>> BEGIN SUPPLIED ENTRIES

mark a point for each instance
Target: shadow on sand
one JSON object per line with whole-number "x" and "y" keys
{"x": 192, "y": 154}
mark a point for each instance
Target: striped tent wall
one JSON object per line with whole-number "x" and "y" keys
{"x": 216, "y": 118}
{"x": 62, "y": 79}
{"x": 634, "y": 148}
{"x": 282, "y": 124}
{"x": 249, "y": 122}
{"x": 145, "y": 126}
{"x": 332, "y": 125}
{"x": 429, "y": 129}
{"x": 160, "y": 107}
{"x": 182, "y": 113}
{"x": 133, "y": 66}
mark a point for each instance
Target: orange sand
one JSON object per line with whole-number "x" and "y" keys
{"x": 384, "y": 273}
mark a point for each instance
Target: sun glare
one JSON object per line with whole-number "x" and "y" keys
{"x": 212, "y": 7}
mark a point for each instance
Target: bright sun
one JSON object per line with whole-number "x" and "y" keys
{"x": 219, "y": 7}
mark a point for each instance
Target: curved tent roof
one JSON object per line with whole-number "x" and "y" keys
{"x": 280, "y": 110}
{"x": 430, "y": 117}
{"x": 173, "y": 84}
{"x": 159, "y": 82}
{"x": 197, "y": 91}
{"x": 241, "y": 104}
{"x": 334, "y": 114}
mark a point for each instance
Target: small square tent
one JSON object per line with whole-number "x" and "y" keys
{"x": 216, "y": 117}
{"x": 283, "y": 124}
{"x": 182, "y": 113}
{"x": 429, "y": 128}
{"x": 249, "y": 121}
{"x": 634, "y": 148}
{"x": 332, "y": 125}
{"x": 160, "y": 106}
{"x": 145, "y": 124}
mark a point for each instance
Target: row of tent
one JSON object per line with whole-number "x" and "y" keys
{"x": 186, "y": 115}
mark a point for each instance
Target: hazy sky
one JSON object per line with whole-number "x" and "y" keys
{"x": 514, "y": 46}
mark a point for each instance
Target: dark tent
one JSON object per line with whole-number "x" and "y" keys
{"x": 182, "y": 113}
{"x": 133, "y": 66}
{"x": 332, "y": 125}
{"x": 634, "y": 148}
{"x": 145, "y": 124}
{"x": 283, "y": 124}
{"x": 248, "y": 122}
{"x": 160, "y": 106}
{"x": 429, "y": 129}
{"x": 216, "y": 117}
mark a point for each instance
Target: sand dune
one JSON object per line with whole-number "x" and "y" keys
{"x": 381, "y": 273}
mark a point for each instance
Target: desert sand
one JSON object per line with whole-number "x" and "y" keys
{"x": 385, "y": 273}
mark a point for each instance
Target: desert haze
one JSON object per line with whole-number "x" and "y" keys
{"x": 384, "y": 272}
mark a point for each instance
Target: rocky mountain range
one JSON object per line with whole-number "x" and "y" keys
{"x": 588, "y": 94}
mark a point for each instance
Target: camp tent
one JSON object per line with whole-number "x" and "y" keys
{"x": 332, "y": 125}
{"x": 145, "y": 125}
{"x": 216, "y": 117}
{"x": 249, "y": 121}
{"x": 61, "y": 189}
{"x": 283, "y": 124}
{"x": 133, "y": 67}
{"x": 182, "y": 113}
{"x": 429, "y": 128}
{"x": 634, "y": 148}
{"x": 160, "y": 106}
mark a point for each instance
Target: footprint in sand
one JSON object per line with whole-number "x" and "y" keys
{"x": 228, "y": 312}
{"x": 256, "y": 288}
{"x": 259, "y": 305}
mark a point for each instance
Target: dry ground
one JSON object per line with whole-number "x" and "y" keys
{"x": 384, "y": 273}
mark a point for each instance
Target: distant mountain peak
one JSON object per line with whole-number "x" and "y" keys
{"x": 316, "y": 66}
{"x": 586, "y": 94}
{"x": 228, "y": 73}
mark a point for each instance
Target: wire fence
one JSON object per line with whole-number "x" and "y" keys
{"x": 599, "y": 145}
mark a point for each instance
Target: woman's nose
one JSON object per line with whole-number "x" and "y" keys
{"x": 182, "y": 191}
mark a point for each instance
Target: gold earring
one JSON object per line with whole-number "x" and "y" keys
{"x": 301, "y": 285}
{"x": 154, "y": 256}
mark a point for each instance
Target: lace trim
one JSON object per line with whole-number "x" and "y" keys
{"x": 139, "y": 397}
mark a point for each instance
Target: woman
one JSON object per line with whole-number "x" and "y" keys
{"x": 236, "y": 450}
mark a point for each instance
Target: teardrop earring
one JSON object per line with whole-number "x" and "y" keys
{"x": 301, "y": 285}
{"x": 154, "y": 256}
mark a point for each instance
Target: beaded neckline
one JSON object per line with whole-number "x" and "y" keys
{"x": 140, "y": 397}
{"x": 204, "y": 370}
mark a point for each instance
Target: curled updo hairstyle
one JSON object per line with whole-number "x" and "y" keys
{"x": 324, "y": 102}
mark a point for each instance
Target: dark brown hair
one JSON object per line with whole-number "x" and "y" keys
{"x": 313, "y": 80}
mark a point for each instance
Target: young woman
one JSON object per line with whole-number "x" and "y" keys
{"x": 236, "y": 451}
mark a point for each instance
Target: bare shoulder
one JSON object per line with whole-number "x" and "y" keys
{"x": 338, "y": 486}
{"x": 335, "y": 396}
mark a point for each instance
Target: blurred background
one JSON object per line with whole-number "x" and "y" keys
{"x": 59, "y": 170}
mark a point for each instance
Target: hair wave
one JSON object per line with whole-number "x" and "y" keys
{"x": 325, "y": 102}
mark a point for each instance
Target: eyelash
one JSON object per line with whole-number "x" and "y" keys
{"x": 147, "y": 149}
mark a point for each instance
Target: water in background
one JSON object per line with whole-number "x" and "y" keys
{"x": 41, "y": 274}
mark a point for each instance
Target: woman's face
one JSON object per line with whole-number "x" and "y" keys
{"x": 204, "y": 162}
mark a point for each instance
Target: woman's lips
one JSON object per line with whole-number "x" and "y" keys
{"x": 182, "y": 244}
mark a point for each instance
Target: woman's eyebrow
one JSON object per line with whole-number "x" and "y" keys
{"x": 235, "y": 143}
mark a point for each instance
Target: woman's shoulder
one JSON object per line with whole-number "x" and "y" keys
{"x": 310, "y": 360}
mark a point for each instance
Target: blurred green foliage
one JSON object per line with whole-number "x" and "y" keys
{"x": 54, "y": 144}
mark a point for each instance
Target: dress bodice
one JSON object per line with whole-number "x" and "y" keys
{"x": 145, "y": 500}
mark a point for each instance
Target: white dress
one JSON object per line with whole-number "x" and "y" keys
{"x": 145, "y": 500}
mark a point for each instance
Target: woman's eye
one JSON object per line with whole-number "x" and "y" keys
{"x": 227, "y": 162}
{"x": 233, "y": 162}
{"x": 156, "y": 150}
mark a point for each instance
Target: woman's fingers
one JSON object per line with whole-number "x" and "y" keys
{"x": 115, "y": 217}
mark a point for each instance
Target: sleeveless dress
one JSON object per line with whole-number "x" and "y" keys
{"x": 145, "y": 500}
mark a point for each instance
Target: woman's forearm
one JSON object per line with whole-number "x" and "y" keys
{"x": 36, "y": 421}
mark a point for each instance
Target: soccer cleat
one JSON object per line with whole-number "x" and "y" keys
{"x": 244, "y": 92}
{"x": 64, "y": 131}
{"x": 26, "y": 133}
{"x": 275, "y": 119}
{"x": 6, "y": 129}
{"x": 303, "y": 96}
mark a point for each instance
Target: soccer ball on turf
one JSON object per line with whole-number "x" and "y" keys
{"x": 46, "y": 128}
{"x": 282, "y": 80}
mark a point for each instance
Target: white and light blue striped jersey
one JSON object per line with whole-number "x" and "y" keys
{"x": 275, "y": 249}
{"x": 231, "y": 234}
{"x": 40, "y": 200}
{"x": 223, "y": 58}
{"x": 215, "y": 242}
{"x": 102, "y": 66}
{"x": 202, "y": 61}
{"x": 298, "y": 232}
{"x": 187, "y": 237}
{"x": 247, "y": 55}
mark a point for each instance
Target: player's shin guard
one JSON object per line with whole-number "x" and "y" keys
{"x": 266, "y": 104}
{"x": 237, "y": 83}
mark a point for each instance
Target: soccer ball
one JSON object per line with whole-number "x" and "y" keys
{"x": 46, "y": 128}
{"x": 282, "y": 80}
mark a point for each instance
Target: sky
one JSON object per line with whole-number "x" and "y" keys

>> END SUPPLIED ENTRIES

Count the lines above that contain the word "white", matching case exactly. Give only the number.

EXPECTED ANSWER: 2